EXERCISE DETAILS: Return each line in the items below that contains the string "plant".

INPUT DATA:
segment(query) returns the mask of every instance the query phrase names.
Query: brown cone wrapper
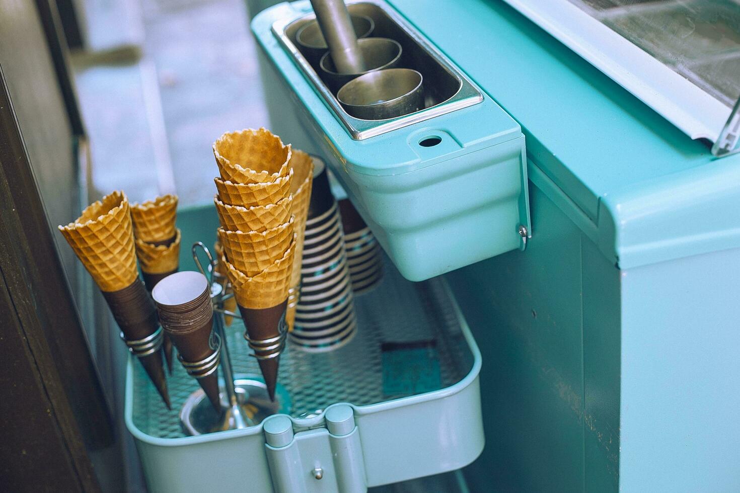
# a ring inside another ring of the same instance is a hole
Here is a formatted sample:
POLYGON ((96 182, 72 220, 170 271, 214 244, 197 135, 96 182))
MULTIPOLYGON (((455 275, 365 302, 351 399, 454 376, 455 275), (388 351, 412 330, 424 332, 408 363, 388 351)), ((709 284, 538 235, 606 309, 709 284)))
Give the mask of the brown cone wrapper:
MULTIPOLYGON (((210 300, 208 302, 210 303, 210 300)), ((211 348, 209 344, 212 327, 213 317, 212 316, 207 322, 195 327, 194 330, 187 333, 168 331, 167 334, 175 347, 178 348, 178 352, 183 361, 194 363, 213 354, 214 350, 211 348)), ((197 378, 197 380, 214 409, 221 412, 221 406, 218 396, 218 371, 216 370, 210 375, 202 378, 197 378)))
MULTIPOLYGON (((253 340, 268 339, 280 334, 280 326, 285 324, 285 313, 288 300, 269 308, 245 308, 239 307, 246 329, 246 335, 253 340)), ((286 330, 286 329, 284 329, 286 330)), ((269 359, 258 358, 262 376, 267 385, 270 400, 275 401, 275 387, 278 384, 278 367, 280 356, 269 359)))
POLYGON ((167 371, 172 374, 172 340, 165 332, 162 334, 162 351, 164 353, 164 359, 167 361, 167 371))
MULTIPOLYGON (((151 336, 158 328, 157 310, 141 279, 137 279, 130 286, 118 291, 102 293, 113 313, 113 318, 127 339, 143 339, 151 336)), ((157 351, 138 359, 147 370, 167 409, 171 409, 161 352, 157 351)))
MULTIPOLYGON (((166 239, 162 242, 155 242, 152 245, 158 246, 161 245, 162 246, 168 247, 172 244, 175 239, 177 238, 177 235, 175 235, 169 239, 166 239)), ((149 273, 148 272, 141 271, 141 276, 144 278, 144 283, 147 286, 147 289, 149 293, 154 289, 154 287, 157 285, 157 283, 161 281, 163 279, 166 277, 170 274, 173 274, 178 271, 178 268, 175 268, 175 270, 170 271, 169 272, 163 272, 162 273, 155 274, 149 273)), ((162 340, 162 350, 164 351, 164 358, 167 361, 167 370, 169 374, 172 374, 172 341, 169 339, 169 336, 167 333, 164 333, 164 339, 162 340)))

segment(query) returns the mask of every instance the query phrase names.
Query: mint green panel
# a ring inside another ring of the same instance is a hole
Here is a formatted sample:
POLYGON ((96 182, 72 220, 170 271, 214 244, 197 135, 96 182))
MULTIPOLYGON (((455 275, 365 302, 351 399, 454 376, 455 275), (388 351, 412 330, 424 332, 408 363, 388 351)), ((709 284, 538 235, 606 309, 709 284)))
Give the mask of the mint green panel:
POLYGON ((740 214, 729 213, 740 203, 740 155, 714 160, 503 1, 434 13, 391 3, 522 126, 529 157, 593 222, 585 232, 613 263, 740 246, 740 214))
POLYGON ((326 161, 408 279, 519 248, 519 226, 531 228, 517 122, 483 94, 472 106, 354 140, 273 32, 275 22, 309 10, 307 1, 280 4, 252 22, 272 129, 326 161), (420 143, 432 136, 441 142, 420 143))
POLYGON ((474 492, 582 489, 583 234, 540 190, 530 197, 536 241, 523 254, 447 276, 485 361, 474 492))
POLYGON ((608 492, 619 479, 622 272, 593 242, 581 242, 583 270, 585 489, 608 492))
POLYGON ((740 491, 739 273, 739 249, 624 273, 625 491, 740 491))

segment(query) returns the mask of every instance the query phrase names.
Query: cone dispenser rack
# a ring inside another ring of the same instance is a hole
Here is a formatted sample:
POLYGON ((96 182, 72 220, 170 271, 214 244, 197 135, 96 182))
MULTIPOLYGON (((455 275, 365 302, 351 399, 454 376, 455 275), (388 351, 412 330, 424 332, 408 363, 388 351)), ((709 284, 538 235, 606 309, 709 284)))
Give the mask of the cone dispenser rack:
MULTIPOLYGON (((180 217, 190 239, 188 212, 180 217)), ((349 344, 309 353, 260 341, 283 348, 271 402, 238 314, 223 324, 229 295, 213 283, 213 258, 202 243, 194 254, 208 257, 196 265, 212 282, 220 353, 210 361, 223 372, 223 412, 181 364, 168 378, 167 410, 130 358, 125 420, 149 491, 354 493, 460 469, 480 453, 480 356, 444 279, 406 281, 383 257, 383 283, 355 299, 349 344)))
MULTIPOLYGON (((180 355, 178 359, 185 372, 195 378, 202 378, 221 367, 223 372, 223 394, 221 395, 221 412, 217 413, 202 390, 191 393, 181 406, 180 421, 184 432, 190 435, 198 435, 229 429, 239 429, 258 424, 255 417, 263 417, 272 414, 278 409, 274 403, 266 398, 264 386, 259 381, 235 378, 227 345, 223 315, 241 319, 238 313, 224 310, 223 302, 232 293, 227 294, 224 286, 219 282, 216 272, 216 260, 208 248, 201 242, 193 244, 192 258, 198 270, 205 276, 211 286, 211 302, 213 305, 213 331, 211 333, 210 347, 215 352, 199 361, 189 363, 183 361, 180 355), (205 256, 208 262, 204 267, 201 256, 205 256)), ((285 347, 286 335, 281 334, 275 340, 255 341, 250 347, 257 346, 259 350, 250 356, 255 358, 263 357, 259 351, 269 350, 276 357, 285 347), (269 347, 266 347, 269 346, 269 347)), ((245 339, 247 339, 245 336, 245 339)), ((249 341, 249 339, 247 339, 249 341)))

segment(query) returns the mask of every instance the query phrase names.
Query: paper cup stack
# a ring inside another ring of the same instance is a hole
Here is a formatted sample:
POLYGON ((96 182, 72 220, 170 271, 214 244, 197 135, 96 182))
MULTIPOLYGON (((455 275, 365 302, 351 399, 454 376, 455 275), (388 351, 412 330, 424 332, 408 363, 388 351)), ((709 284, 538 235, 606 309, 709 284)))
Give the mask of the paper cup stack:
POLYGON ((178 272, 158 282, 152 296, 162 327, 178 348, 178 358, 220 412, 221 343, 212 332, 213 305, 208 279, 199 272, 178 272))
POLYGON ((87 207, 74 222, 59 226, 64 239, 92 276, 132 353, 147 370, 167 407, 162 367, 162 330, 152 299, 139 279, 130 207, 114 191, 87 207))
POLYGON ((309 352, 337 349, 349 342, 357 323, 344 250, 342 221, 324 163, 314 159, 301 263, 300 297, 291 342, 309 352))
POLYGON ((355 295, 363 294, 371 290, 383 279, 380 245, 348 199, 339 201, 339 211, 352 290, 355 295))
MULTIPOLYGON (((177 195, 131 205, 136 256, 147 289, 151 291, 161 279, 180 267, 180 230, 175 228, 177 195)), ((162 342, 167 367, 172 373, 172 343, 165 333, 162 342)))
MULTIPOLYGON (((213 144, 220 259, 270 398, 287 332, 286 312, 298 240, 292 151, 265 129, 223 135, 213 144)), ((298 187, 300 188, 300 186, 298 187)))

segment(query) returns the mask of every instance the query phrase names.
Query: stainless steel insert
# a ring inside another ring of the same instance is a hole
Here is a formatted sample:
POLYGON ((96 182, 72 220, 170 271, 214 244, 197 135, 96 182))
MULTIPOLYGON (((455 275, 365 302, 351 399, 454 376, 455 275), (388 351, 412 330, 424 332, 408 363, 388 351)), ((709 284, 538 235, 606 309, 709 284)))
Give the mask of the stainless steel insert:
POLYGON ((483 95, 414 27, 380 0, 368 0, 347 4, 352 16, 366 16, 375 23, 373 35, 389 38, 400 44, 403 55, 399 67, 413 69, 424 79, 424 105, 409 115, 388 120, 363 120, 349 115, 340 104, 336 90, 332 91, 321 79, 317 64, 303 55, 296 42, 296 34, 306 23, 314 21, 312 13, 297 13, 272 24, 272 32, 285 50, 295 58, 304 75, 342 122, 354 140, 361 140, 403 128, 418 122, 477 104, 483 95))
...
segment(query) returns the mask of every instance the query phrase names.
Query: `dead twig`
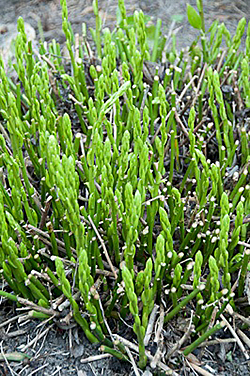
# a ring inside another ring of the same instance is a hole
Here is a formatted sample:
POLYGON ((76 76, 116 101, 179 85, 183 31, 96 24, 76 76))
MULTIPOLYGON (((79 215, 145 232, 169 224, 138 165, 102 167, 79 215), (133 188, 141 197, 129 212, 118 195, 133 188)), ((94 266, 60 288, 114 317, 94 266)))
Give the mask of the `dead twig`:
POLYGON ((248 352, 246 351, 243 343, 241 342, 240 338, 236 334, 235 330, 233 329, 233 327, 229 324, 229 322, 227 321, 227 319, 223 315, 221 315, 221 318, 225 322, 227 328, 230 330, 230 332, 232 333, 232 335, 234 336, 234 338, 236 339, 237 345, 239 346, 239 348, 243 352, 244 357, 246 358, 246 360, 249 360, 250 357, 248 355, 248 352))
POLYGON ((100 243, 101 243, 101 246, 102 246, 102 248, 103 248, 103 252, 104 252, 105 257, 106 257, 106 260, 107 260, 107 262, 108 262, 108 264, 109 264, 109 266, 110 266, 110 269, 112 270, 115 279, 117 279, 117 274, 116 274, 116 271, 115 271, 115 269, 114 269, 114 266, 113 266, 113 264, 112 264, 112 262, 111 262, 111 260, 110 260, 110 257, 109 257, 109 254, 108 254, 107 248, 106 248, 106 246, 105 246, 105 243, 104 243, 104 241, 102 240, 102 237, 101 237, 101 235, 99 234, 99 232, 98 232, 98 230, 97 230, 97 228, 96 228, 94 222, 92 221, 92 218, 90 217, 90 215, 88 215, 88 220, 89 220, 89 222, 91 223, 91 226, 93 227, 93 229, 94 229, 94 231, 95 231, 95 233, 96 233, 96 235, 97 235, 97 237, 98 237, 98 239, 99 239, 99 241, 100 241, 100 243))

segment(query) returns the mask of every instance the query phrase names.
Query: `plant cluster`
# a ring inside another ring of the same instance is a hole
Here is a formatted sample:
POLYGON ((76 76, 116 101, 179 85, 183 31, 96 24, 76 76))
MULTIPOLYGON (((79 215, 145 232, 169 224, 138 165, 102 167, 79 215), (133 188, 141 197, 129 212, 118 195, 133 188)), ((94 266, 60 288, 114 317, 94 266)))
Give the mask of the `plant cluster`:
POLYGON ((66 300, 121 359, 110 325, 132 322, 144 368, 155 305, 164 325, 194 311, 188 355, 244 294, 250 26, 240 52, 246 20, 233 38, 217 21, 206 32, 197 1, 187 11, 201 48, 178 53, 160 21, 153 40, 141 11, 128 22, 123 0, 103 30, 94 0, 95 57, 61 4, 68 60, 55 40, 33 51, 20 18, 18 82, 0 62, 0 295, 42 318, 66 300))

RESULT:
Query: `plant cluster`
Give the mask of the `plant cluster`:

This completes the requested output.